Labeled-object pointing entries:
****************
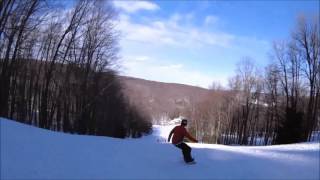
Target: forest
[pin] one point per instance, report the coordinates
(56, 69)
(277, 104)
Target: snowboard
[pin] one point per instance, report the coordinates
(190, 163)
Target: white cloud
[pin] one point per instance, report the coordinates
(134, 6)
(151, 49)
(157, 70)
(172, 32)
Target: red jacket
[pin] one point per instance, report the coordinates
(179, 132)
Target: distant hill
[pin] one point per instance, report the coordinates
(158, 98)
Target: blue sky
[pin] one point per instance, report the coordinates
(198, 42)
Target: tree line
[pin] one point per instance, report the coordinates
(280, 104)
(56, 69)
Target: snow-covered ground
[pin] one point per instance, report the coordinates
(32, 153)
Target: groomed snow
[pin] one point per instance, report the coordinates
(32, 153)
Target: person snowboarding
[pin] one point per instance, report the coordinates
(179, 132)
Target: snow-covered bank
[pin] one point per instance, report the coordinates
(32, 153)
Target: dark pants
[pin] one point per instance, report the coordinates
(186, 151)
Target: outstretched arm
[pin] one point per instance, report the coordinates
(170, 135)
(190, 137)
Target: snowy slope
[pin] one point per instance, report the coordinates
(32, 153)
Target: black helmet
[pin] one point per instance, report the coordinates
(184, 122)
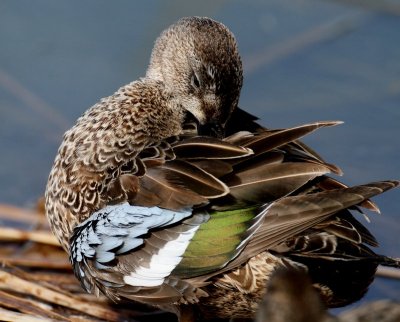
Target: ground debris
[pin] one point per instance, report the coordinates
(37, 283)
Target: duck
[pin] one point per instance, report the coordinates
(169, 194)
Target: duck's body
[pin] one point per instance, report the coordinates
(152, 211)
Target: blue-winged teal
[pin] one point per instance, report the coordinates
(167, 193)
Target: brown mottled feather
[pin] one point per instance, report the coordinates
(142, 145)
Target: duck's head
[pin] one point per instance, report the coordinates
(198, 61)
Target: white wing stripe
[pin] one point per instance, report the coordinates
(163, 263)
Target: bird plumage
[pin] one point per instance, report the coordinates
(167, 193)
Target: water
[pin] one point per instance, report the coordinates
(304, 61)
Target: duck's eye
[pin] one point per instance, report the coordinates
(195, 81)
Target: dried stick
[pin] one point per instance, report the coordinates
(11, 316)
(11, 282)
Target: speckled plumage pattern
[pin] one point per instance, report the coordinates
(239, 200)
****************
Objective = Your job is to transcribe the entries above exactly; skip the pictures.

Task output =
Target: forest
[pin] one point per instance, report the coordinates
(56, 69)
(277, 104)
Target: snowboard
[pin] one point per instance, report the coordinates
(190, 163)
Target: white cloud
[pin] one point per instance, report the coordinates
(134, 6)
(151, 49)
(157, 70)
(172, 32)
Target: red jacket
[pin] one point per instance, report the coordinates
(179, 132)
Target: distant hill
[pin] one point per instance, report the coordinates
(158, 98)
Target: blue sky
[pin] one point per instance, report the coordinates
(198, 42)
Target: tree line
[pin] one point per instance, report the coordinates
(280, 104)
(56, 69)
Target: snow-covered ground
[pin] one point per instance, report the coordinates
(32, 153)
Target: groomed snow
[pin] one point per instance, report the coordinates
(32, 153)
Target: person snowboarding
[pin] one point per instance, report the coordinates
(179, 132)
Target: snow-covered bank
[pin] one point per instance, report the coordinates
(32, 153)
Target: dark pants
[pin] one point per instance, report the coordinates
(186, 151)
Target: outstretched arm
[pin] one point per instance, report the coordinates
(170, 135)
(190, 137)
Target: snowy slope
[pin] one point per instance, report the coordinates
(32, 153)
Target: black helmet
[pin] one point per instance, report the coordinates
(184, 122)
Target: ground debris
[pin] one point per instance, report the coordinates
(37, 283)
Target: duck
[pin] one point per instance, report the coordinates
(169, 194)
Target: duck's body
[pin] one point per instance, report the coordinates
(152, 211)
Target: blue-winged teal
[pin] one point per instance, report the coordinates
(167, 193)
Target: brown mottled feather
[pin] one point per instance, report the coordinates
(142, 145)
Target: duck's head
[pin] one point per instance, report the coordinates
(198, 61)
Target: white wing stripe
[pin] one point per instance, report the coordinates
(163, 263)
Target: bird plumage
[pin] one point per instance, report the coordinates
(167, 193)
Target: water
[pin] one point per instance, report the coordinates
(304, 61)
Target: duck's eye
[pin] one point per instance, report the coordinates
(195, 81)
Target: dried stick
[pin] one point per instance, report the coordinates
(11, 316)
(11, 282)
Target: speckled plumage pattern
[pin] one point per instance, report the coordinates
(239, 200)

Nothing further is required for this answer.